- [Records from a point labeling set]

=======

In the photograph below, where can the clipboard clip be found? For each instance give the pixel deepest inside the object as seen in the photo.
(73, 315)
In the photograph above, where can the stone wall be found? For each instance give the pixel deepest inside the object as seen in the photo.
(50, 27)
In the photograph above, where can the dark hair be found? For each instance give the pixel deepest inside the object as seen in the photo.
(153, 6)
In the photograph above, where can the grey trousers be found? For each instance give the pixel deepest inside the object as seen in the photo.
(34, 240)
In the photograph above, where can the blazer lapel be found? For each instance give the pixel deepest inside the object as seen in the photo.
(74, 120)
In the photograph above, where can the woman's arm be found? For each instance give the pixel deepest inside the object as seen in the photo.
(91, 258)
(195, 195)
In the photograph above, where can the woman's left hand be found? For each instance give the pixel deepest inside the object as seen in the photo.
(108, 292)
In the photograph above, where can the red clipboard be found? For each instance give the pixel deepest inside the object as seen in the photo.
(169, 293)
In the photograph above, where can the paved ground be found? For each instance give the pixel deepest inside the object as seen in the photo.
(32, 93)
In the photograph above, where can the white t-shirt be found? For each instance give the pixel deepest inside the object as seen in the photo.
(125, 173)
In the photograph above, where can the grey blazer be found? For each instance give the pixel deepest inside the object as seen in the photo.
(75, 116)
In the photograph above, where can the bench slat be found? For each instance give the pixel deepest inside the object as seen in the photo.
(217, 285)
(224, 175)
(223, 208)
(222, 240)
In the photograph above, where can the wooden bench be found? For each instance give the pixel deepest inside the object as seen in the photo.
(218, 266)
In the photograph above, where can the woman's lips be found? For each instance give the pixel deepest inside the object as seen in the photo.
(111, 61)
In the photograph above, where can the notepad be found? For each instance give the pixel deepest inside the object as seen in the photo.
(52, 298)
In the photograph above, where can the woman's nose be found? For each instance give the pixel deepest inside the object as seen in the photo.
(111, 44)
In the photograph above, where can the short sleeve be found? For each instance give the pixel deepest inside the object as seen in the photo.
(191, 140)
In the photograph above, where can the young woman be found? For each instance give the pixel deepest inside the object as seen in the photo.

=======

- [Problem statement] Repeat exactly, and only, the lines of the records above, starting with the line that contains "In the photograph above, where can the white" and ending with the final line, both included.

- [The response]
In the photograph above, where can the white t-shirt be found? For each instance give the pixel deepest inside the object as seen in the photo.
(125, 173)
In the photograph above, where can the grey blazer be found? For each instance give the pixel deepest inside the object as seen in the photo.
(75, 116)
In the photograph above, where can the bench slat be found? For each instance give the pixel deepest inside the object as seen in the photo.
(217, 285)
(224, 175)
(223, 208)
(222, 240)
In the photograph above, where can the wooden bench be found? For each instance give the pixel deepest inside the object as seen in the photo.
(218, 266)
In the photograph above, where can the woman's lips be found? For each instance give the pixel deepest inside the object as seen in the photo.
(111, 61)
In the photograph above, where can the notepad be found? For each instance give the pixel deepest inside the object as seen in the photo.
(52, 298)
In the photograph above, where can the woman's nose be found? For each instance give the pixel deepest inside the object as seen in the photo.
(111, 44)
In the photograph above, where can the short sleeve be found? For each instance give the pixel deepest inside the object as seen in the photo.
(191, 140)
In the photograph above, where can the young woman be found? For each instance give the pixel deepest inside the object as seen in the photo.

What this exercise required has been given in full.